▶ _EXERCISE TASK_: Print, verbatim, the section of the text on the human rights-based approach to development that opens with the words containing "What value does" and closes with "of these two.".

▶ _DOCUMENT SECTION_:
· · · · · · ·
What value does a human rights-based approach add to development?

There are two main rationales for a human rights-based approach:

(a) the intrinsic rationale, acknowledging that a human rights-based approach is the right thing to do, morally or legally; and
(b) the instrumental rationale, recognizing that a human rights-based approach leads to better and more sustainable human development outcomes.

In practice, the reason for pursuing a human rights-based approach is usually a blend of these two.

The question of adding value goes primarily to the instrumental case for a human rights-based approach. Importantly, a human rights-based approach seeks to build upon and learn from—rather than discard—the lessons of good development practice and strengthen arguments for their more consistent implementation. Empirical evidence and practice show the vital importance to development of many human rights outcomes, such as improved girls’ education, enhanced security of tenure and ensuring women’s equal access to land, and the importance of civil and political rights for good governance. The practical value of a human rights-based approach to development lies in the following:

  1. Whose rights? A human rights-based approach focuses on the realization of the rights of the excluded and marginalized populations, and those whose rights are at risk of being violated, building on the premise that a country cannot achieve sustained progress without recognizing human rights principles (especially universality) as core principles of governance. Universality means that all people have human rights, even if resource constraints imply prioritization. It does not mean that all problems of all people must be tackled at once.
  2. Holistic view. A programme guided by a human rights-based approach takes a holistic view of its environment, considering the family, the community, civil society, local and national authorities. It considers the social, political and legal framework that determines the relationship between those institutions, and the resulting claims, duties and accountabilities. A human rights-based approach lifts sectoral “blinkers” and facilitates an integrated response to multifaceted development problems.
  3. International instruments. Specific results, standards of service delivery and conduct are derived from universal human rights instruments, conventions and other internationally agreed goals, targets, norms or standards. A human rights-based approach assists countries in translating such goals and standards into time-bound and achievable national results.
  4. Participatory process. Accountabilities for achieving these results or standards are determined through participatory processes (policy development, national planning), and reflect the consensus between those whose rights are violated and those with a duty to act. A human rights-based approach seeks both to assist in the participatory formulation of the needed policy and legislative framework, and to ensure that participatory and democratic processes are institutionalized locally and nationally (including through capacity-building among families, communities and civil society to participate constructively in relevant forums).
  5. Transparency and accountability. A human rights-based approach helps to formulate policy, legislation, regulations and budgets that clearly determine the particular human right(s) to be addressed—what must be done and to what standard, who is accountable—and ensures the availability of needed capacities (or resources to build the lacking capacities). The approach helps to make the policy formulation process more transparent, and empowers people and communities to hold those who have a duty to act accountable, ensuring effective remedies where rights are violated.
· · · · · · ·
▶ _STORED RECORDS_:
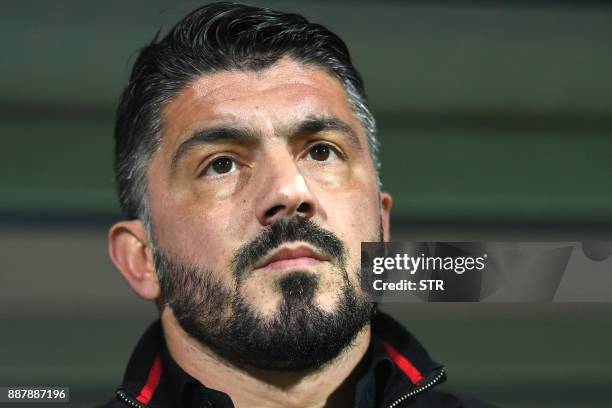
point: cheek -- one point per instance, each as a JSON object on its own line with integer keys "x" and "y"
{"x": 197, "y": 237}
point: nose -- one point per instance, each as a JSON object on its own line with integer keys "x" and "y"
{"x": 284, "y": 192}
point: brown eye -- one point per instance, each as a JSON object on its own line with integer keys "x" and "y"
{"x": 320, "y": 152}
{"x": 221, "y": 165}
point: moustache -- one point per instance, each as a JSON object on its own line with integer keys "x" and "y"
{"x": 282, "y": 231}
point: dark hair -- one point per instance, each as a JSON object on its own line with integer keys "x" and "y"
{"x": 217, "y": 37}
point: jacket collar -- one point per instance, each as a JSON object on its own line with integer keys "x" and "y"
{"x": 398, "y": 366}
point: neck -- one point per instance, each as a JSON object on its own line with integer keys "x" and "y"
{"x": 330, "y": 386}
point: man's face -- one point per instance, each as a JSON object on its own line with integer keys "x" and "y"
{"x": 263, "y": 189}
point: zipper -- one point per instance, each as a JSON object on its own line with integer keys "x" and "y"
{"x": 420, "y": 389}
{"x": 124, "y": 397}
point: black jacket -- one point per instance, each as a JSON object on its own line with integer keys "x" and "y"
{"x": 400, "y": 374}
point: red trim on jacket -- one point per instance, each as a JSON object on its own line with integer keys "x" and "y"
{"x": 402, "y": 362}
{"x": 146, "y": 393}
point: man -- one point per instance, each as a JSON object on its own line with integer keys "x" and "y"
{"x": 246, "y": 164}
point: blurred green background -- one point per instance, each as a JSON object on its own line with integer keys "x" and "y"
{"x": 495, "y": 120}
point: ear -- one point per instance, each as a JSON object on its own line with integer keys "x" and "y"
{"x": 386, "y": 203}
{"x": 130, "y": 250}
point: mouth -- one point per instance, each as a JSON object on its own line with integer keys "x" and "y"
{"x": 292, "y": 256}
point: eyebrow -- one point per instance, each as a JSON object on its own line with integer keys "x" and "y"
{"x": 316, "y": 124}
{"x": 245, "y": 136}
{"x": 214, "y": 136}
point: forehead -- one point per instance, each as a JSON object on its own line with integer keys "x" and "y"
{"x": 277, "y": 96}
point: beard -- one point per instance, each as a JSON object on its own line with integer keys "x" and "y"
{"x": 299, "y": 335}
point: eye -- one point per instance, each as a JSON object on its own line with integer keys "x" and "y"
{"x": 322, "y": 152}
{"x": 221, "y": 165}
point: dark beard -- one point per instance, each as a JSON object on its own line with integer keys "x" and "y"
{"x": 299, "y": 336}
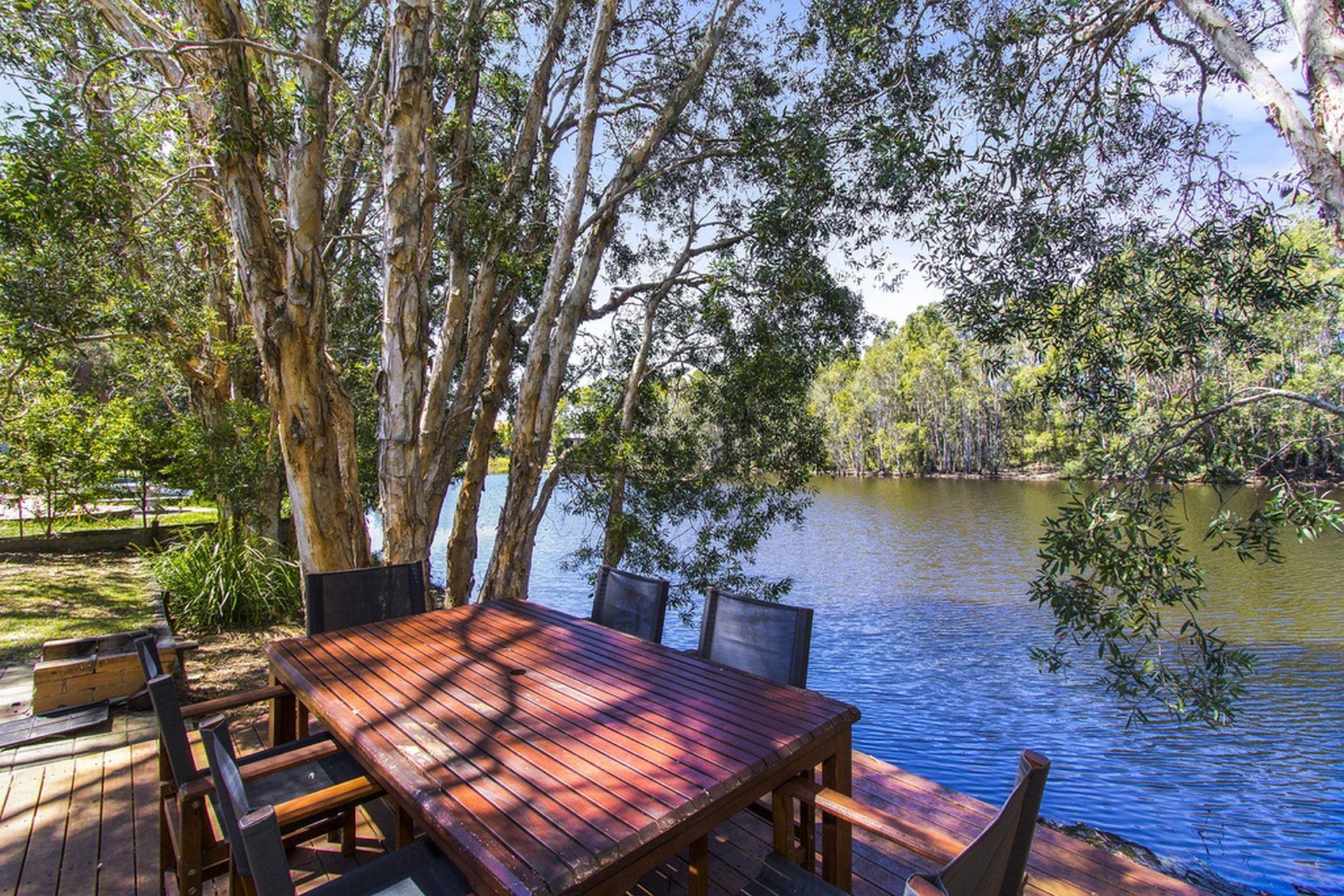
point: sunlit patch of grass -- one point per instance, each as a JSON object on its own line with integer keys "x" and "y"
{"x": 48, "y": 597}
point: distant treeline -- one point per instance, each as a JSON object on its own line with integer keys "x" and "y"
{"x": 924, "y": 399}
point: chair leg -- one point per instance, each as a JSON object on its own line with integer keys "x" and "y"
{"x": 166, "y": 859}
{"x": 347, "y": 832}
{"x": 235, "y": 881}
{"x": 698, "y": 883}
{"x": 191, "y": 840}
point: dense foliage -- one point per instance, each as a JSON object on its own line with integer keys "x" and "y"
{"x": 219, "y": 580}
{"x": 1164, "y": 347}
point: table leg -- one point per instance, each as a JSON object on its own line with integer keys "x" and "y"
{"x": 284, "y": 718}
{"x": 808, "y": 822}
{"x": 836, "y": 834}
{"x": 698, "y": 883}
{"x": 783, "y": 812}
{"x": 405, "y": 828}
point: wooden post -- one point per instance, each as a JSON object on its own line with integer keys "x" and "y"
{"x": 698, "y": 871}
{"x": 836, "y": 834}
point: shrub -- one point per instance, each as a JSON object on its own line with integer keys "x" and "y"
{"x": 220, "y": 580}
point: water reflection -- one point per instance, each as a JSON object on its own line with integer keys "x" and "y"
{"x": 923, "y": 622}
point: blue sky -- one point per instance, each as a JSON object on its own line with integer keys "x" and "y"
{"x": 898, "y": 289}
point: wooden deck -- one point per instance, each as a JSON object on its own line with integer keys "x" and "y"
{"x": 88, "y": 824}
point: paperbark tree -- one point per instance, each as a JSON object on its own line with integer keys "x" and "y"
{"x": 283, "y": 277}
{"x": 568, "y": 290}
{"x": 409, "y": 192}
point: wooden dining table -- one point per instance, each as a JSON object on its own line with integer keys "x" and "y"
{"x": 546, "y": 754}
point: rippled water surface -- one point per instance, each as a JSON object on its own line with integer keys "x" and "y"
{"x": 923, "y": 624}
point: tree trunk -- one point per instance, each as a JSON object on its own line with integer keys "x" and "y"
{"x": 1319, "y": 33}
{"x": 556, "y": 323}
{"x": 463, "y": 543}
{"x": 615, "y": 539}
{"x": 407, "y": 241}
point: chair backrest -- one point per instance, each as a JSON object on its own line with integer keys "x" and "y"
{"x": 358, "y": 597}
{"x": 172, "y": 729}
{"x": 267, "y": 853}
{"x": 995, "y": 862}
{"x": 632, "y": 603}
{"x": 769, "y": 638}
{"x": 253, "y": 832}
{"x": 230, "y": 792}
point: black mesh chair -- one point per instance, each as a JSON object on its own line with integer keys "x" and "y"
{"x": 188, "y": 848}
{"x": 993, "y": 864}
{"x": 255, "y": 830}
{"x": 772, "y": 640}
{"x": 358, "y": 597}
{"x": 632, "y": 603}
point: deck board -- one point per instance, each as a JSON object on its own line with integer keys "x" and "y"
{"x": 86, "y": 825}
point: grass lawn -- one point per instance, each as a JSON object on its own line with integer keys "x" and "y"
{"x": 36, "y": 528}
{"x": 46, "y": 597}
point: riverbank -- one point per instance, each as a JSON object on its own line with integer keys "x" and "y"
{"x": 1057, "y": 475}
{"x": 1026, "y": 475}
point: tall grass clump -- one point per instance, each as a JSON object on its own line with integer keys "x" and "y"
{"x": 220, "y": 580}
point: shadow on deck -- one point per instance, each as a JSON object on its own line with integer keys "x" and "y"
{"x": 86, "y": 822}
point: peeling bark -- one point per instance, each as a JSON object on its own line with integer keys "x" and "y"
{"x": 286, "y": 289}
{"x": 556, "y": 323}
{"x": 1315, "y": 148}
{"x": 409, "y": 178}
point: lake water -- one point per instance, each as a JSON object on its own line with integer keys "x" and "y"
{"x": 923, "y": 622}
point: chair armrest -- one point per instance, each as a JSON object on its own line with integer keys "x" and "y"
{"x": 252, "y": 769}
{"x": 326, "y": 802}
{"x": 233, "y": 701}
{"x": 921, "y": 841}
{"x": 265, "y": 766}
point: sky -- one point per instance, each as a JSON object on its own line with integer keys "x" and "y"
{"x": 898, "y": 289}
{"x": 1259, "y": 150}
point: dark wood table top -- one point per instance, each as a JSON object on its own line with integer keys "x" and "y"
{"x": 540, "y": 750}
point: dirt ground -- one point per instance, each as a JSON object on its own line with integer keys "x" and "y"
{"x": 233, "y": 662}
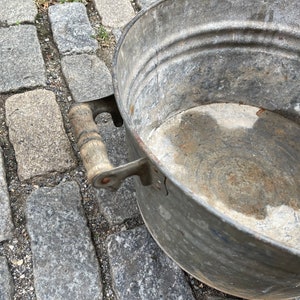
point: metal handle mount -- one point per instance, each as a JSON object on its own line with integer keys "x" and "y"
{"x": 100, "y": 172}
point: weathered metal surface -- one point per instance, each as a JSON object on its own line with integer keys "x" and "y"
{"x": 179, "y": 55}
{"x": 100, "y": 171}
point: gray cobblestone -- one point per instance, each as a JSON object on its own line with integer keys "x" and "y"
{"x": 115, "y": 13}
{"x": 87, "y": 76}
{"x": 71, "y": 28}
{"x": 39, "y": 148}
{"x": 21, "y": 61}
{"x": 64, "y": 259}
{"x": 140, "y": 270}
{"x": 6, "y": 225}
{"x": 6, "y": 284}
{"x": 143, "y": 4}
{"x": 16, "y": 11}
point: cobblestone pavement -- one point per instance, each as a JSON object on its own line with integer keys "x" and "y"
{"x": 59, "y": 238}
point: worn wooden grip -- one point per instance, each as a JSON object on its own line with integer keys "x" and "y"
{"x": 92, "y": 150}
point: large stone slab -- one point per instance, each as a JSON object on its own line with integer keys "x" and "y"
{"x": 16, "y": 11}
{"x": 115, "y": 13}
{"x": 72, "y": 31}
{"x": 64, "y": 260}
{"x": 6, "y": 283}
{"x": 87, "y": 76}
{"x": 6, "y": 225}
{"x": 37, "y": 133}
{"x": 140, "y": 270}
{"x": 120, "y": 205}
{"x": 21, "y": 60}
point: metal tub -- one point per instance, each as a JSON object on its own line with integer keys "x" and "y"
{"x": 182, "y": 55}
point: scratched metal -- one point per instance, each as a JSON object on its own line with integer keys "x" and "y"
{"x": 179, "y": 55}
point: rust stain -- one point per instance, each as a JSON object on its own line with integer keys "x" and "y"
{"x": 279, "y": 132}
{"x": 131, "y": 109}
{"x": 260, "y": 112}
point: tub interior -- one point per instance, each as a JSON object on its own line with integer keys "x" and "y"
{"x": 173, "y": 63}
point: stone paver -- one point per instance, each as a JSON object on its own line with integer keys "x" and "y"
{"x": 6, "y": 225}
{"x": 71, "y": 28}
{"x": 21, "y": 61}
{"x": 87, "y": 76}
{"x": 37, "y": 133}
{"x": 64, "y": 260}
{"x": 140, "y": 270}
{"x": 145, "y": 3}
{"x": 16, "y": 11}
{"x": 6, "y": 284}
{"x": 115, "y": 13}
{"x": 120, "y": 205}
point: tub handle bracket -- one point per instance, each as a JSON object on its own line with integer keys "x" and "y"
{"x": 100, "y": 172}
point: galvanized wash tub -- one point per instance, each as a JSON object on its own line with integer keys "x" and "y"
{"x": 218, "y": 83}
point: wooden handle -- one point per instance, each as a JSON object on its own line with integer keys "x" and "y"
{"x": 92, "y": 150}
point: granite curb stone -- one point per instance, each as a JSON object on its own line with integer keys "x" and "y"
{"x": 87, "y": 76}
{"x": 64, "y": 260}
{"x": 16, "y": 11}
{"x": 39, "y": 148}
{"x": 6, "y": 283}
{"x": 115, "y": 13}
{"x": 140, "y": 270}
{"x": 21, "y": 60}
{"x": 6, "y": 224}
{"x": 72, "y": 31}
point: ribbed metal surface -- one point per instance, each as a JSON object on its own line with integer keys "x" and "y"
{"x": 179, "y": 55}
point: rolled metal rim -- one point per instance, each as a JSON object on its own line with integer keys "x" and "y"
{"x": 163, "y": 169}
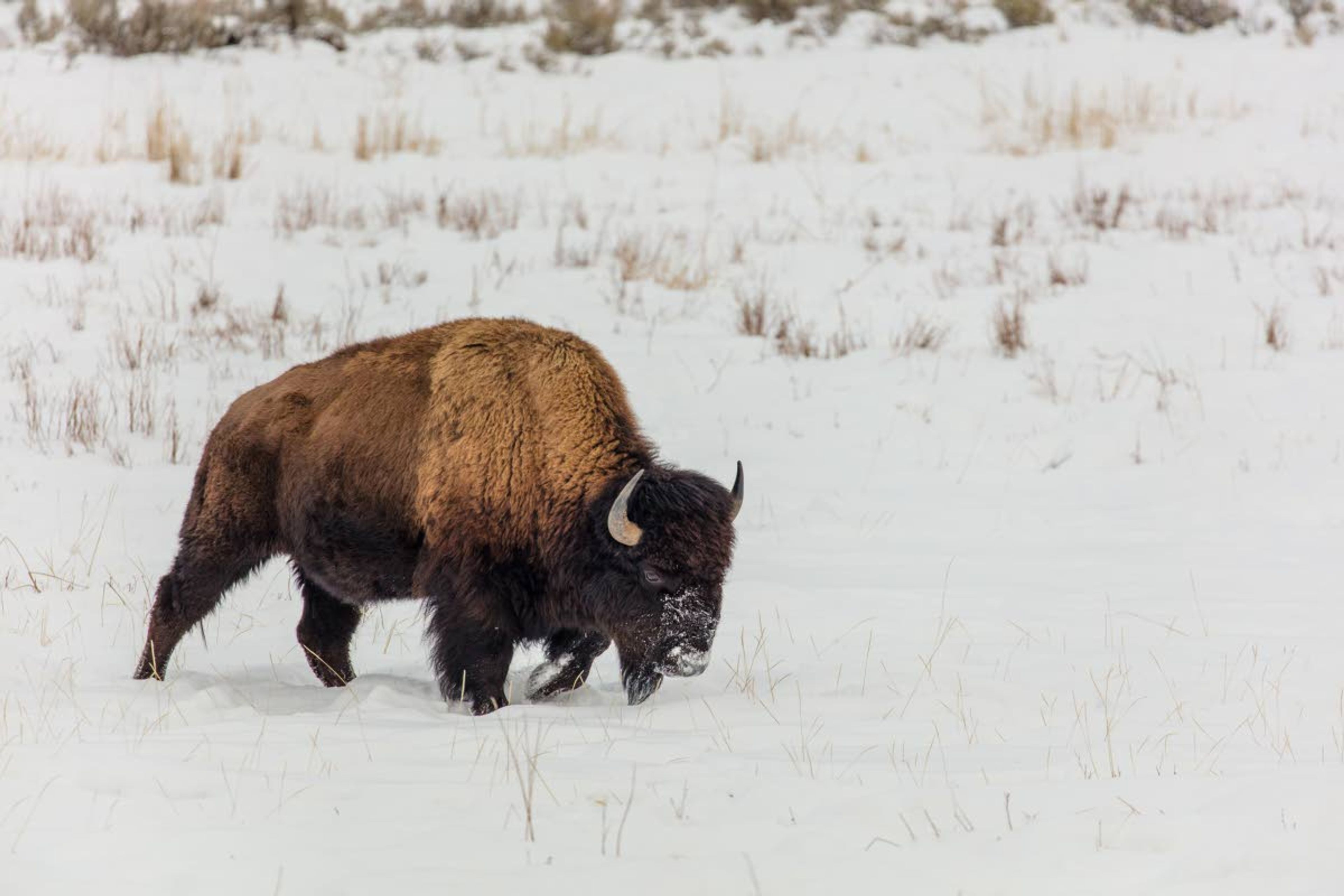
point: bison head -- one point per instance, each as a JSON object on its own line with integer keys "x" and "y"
{"x": 668, "y": 543}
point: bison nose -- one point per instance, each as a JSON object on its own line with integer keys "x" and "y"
{"x": 685, "y": 662}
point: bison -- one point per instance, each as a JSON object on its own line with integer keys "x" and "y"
{"x": 491, "y": 468}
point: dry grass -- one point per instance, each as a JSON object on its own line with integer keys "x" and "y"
{"x": 1008, "y": 327}
{"x": 758, "y": 314}
{"x": 73, "y": 234}
{"x": 462, "y": 14}
{"x": 1037, "y": 120}
{"x": 1025, "y": 14}
{"x": 1273, "y": 326}
{"x": 229, "y": 156}
{"x": 585, "y": 27}
{"x": 140, "y": 348}
{"x": 768, "y": 144}
{"x": 389, "y": 132}
{"x": 566, "y": 138}
{"x": 1066, "y": 272}
{"x": 183, "y": 163}
{"x": 1184, "y": 16}
{"x": 920, "y": 335}
{"x": 483, "y": 216}
{"x": 23, "y": 140}
{"x": 1097, "y": 207}
{"x": 34, "y": 27}
{"x": 671, "y": 261}
{"x": 159, "y": 132}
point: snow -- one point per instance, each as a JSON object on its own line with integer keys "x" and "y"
{"x": 1053, "y": 624}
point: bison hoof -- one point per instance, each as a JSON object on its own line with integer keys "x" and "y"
{"x": 486, "y": 706}
{"x": 640, "y": 686}
{"x": 555, "y": 678}
{"x": 332, "y": 675}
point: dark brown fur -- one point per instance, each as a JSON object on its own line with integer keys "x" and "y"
{"x": 471, "y": 464}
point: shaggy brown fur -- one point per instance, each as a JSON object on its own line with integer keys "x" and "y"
{"x": 471, "y": 464}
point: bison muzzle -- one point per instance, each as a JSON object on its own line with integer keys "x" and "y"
{"x": 491, "y": 468}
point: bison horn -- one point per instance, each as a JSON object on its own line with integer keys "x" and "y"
{"x": 737, "y": 493}
{"x": 617, "y": 519}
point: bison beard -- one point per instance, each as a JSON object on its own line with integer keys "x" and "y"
{"x": 491, "y": 468}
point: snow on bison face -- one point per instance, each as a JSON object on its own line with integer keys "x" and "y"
{"x": 675, "y": 537}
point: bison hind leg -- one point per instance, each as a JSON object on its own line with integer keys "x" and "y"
{"x": 193, "y": 589}
{"x": 326, "y": 632}
{"x": 569, "y": 660}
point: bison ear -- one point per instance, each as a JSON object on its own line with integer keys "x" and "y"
{"x": 619, "y": 520}
{"x": 737, "y": 493}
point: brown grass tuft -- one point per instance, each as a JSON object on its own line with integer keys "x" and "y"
{"x": 1275, "y": 327}
{"x": 920, "y": 335}
{"x": 393, "y": 132}
{"x": 585, "y": 27}
{"x": 1008, "y": 327}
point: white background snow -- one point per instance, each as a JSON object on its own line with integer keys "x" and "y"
{"x": 1066, "y": 622}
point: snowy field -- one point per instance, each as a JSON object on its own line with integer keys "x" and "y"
{"x": 1033, "y": 351}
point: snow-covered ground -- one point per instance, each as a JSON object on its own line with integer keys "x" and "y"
{"x": 1062, "y": 622}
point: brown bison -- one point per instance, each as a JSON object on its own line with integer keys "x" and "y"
{"x": 492, "y": 468}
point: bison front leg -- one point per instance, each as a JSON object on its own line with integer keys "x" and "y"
{"x": 470, "y": 659}
{"x": 324, "y": 635}
{"x": 569, "y": 659}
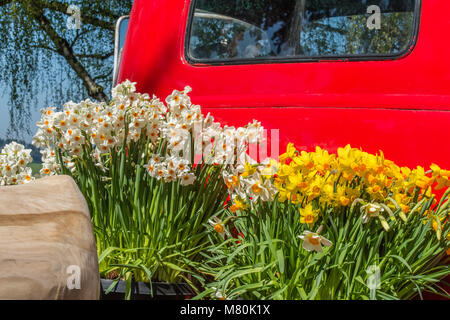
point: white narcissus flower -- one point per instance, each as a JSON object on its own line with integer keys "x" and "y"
{"x": 14, "y": 159}
{"x": 314, "y": 241}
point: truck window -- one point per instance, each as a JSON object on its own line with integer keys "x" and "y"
{"x": 250, "y": 30}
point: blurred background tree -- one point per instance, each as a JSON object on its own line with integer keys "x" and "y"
{"x": 43, "y": 57}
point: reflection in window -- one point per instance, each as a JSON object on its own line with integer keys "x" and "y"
{"x": 247, "y": 29}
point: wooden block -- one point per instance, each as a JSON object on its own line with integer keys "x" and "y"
{"x": 46, "y": 237}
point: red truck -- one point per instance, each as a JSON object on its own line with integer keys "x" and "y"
{"x": 373, "y": 74}
{"x": 326, "y": 73}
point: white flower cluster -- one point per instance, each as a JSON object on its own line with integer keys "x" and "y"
{"x": 170, "y": 169}
{"x": 136, "y": 117}
{"x": 14, "y": 159}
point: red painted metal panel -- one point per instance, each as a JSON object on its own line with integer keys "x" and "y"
{"x": 400, "y": 106}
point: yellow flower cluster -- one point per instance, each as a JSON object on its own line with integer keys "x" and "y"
{"x": 351, "y": 174}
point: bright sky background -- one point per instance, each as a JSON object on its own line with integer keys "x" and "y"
{"x": 35, "y": 110}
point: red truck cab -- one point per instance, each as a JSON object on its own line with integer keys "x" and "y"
{"x": 326, "y": 74}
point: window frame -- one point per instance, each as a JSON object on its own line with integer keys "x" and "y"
{"x": 298, "y": 59}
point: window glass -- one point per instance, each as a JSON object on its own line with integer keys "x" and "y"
{"x": 224, "y": 30}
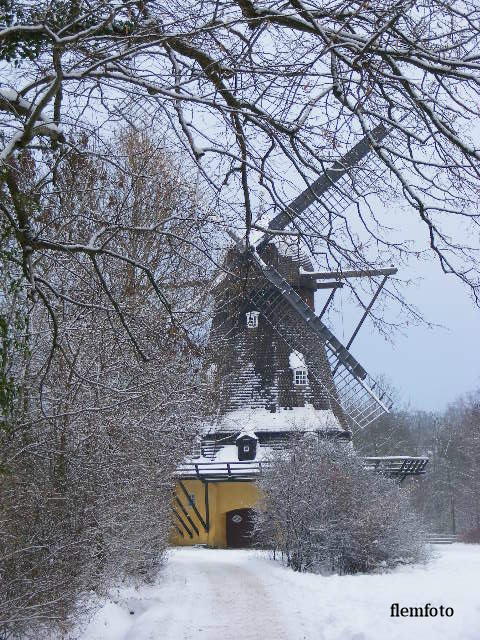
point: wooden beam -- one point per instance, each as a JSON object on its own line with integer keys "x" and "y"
{"x": 177, "y": 515}
{"x": 185, "y": 513}
{"x": 329, "y": 285}
{"x": 341, "y": 275}
{"x": 192, "y": 504}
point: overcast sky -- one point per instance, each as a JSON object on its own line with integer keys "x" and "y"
{"x": 429, "y": 367}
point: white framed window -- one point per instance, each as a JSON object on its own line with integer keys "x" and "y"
{"x": 300, "y": 377}
{"x": 252, "y": 319}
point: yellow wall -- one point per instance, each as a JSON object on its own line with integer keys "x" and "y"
{"x": 222, "y": 497}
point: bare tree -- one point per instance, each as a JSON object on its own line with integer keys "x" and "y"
{"x": 323, "y": 511}
{"x": 89, "y": 452}
{"x": 263, "y": 96}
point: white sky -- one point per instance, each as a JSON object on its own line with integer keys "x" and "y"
{"x": 429, "y": 367}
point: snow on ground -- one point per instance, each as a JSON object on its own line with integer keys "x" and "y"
{"x": 229, "y": 594}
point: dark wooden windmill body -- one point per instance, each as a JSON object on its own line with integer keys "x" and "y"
{"x": 276, "y": 368}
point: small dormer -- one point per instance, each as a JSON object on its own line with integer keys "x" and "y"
{"x": 299, "y": 369}
{"x": 246, "y": 445}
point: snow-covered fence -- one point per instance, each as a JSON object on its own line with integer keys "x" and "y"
{"x": 442, "y": 538}
{"x": 392, "y": 466}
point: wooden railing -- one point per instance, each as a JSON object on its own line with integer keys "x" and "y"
{"x": 393, "y": 466}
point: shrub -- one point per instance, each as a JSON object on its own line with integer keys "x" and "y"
{"x": 322, "y": 510}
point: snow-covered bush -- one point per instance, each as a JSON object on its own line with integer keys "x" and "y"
{"x": 105, "y": 413}
{"x": 322, "y": 510}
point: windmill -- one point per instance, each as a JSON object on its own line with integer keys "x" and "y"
{"x": 278, "y": 289}
{"x": 278, "y": 371}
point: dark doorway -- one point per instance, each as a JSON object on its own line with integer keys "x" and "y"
{"x": 239, "y": 528}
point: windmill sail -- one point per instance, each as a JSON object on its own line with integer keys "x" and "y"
{"x": 322, "y": 190}
{"x": 350, "y": 386}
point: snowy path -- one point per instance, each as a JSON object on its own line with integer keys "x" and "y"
{"x": 230, "y": 595}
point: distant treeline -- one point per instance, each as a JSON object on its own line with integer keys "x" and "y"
{"x": 448, "y": 494}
· · · · · · ·
▶ _FINISHED EXERCISE_:
What value does a human rights-based approach add to development?

There are two main rationales for a human rights-based approach:

(a) the intrinsic rationale, acknowledging that a human rights-based approach is the right thing to do, morally or legally; and
(b) the instrumental rationale, recognizing that a human rights-based approach leads to better and more sustainable human development outcomes.

In practice, the reason for pursuing a human rights-based approach is usually a blend of these two.